:: Excerpt provided

Sadly, the political will is not there: https://www.vox.com/2016/10/4/13118594/2-degrees-no-more-fos...

If governments were serious about fighting climate change, the entire world economy would need to be on a war footing bent toward this goal, similar to WWII. You're correct it doesn't mean 1800s-level subsistence, but it would mean sacrifice from everyone: hefty carbon taxes, rationing, bans on holiday flights, etc.

There's no realistic possibility any of that will happen, so we are dooming the next generation to a world of famine, drought and war.


Thanks for sharing that article, I'll share that with my parents.


Tell them to mind their own business. You aren't going to convince them of anything, so just tell them you've made up your mind and you aren't their personal baby making machine, end of subject.


What in particular makes you believe that a world that suffers the ills from climate change is a world not worth living in? I do imagine it making life more difficult, sure, but—life is already very difficult for very many people, and judging by suicide rates, most people decide they'd rather stay in the game rather than jump ship.


I can't speak for the GP, but I have two friends who are avoiding having children for similar/the same concerns. They believe climate change will cause mass famine which will kill off about half the population and essentially lead to the full breakdown of society, with the associated breakdown in law and order, the end of property rights, and money becoming worthless. I can't personally speak to the accuracy or these predictions, or how realistic these predictions are.

::::

_Requirement:_ In the climate change excerpt, what historical event does one commenter compare a serious global climate effort to?

:: Record excerpts

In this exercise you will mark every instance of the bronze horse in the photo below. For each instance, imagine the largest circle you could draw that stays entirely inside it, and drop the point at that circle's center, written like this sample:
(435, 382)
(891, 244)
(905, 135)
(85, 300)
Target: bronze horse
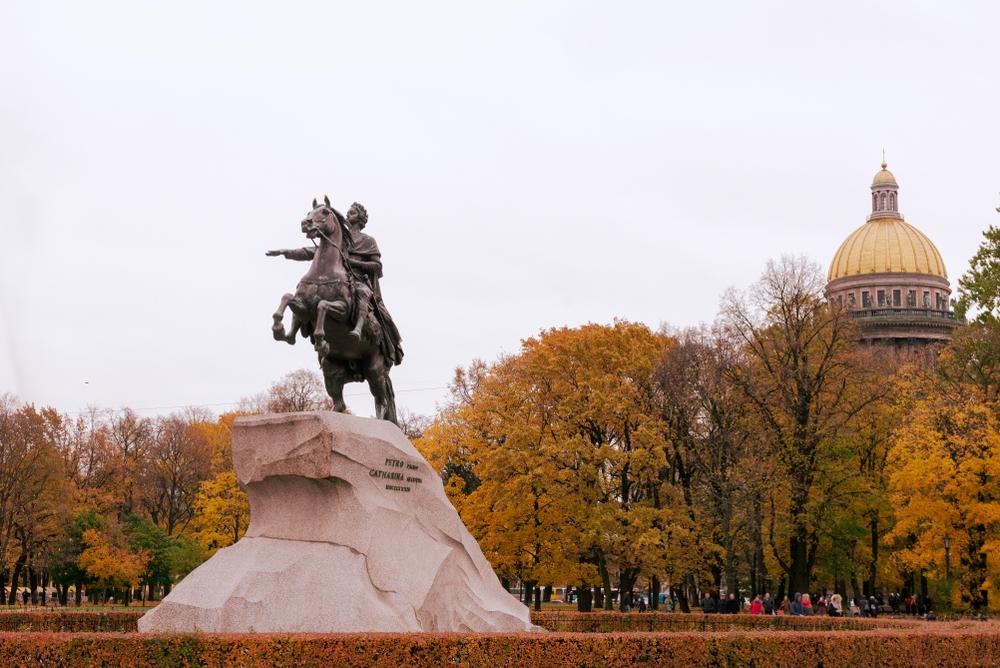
(325, 307)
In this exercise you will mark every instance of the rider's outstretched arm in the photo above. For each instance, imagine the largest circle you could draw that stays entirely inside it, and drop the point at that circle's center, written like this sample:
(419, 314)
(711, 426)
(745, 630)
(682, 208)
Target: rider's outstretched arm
(303, 254)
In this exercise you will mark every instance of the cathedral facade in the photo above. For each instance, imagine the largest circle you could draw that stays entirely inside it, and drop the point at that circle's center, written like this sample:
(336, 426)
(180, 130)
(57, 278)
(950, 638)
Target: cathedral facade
(891, 279)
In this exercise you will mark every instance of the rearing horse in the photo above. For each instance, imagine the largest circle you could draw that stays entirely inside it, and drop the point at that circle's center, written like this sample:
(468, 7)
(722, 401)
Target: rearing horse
(322, 309)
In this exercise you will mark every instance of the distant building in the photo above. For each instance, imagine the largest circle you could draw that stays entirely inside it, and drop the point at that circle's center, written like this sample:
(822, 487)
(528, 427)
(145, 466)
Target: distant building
(891, 277)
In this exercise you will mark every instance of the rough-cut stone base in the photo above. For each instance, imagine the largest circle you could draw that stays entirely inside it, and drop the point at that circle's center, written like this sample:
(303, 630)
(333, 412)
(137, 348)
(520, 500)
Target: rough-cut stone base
(350, 531)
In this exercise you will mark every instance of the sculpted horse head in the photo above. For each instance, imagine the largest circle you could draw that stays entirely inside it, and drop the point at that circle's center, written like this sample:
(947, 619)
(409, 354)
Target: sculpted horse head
(327, 300)
(327, 224)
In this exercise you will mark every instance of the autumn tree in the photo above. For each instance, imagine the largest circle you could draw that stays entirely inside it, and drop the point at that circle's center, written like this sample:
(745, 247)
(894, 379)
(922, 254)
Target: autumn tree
(710, 462)
(561, 442)
(32, 493)
(979, 287)
(945, 481)
(300, 390)
(110, 561)
(805, 381)
(179, 459)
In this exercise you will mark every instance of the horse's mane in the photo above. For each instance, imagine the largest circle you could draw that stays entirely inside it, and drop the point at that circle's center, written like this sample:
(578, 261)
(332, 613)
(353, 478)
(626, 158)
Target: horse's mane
(348, 237)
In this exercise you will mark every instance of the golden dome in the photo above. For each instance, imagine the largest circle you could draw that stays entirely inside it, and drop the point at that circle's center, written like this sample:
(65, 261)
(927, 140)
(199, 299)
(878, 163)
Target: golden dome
(886, 245)
(884, 177)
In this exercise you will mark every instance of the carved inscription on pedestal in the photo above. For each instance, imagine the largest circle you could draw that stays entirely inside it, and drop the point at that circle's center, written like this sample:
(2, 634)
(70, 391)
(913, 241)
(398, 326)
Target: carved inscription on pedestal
(401, 474)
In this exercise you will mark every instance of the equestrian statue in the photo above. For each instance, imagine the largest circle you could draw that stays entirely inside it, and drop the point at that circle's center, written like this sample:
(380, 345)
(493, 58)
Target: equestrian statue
(338, 306)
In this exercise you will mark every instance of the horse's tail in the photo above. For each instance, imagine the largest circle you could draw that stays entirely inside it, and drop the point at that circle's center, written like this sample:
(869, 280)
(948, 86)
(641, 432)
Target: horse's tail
(390, 395)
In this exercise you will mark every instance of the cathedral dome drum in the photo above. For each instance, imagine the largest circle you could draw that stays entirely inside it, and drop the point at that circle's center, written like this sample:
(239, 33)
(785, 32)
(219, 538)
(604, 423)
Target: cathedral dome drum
(890, 276)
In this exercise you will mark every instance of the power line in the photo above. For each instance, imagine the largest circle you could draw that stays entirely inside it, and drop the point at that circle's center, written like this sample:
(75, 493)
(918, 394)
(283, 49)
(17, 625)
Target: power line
(237, 403)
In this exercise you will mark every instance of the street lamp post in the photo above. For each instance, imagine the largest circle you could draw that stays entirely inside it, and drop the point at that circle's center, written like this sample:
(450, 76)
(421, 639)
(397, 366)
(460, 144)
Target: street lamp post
(947, 556)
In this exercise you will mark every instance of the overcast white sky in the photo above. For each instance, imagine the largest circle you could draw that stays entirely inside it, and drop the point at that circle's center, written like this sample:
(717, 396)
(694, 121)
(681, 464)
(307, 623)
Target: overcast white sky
(524, 164)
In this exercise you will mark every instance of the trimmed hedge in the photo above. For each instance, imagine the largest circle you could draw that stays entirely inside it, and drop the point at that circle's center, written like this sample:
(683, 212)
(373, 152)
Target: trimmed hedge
(966, 647)
(86, 621)
(577, 622)
(610, 622)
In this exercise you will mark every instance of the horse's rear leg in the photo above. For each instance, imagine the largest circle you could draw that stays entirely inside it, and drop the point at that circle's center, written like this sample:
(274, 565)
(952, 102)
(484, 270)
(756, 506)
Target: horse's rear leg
(338, 309)
(278, 328)
(334, 377)
(377, 375)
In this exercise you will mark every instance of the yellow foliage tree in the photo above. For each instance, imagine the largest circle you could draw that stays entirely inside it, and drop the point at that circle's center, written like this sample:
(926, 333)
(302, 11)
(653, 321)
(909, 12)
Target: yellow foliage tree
(110, 562)
(555, 459)
(945, 487)
(222, 512)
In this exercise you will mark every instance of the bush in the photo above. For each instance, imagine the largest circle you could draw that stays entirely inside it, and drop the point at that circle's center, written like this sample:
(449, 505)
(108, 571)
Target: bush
(897, 647)
(577, 622)
(123, 621)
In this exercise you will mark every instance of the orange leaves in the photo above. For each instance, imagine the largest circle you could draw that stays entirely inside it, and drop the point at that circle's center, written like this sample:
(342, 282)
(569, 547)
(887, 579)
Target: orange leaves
(109, 561)
(222, 512)
(545, 452)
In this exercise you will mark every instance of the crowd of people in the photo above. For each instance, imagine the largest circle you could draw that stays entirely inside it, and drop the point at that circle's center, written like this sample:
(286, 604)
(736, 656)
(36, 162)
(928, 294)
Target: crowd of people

::::

_Written answer:_ World War II, with the entire world economy on a war footing.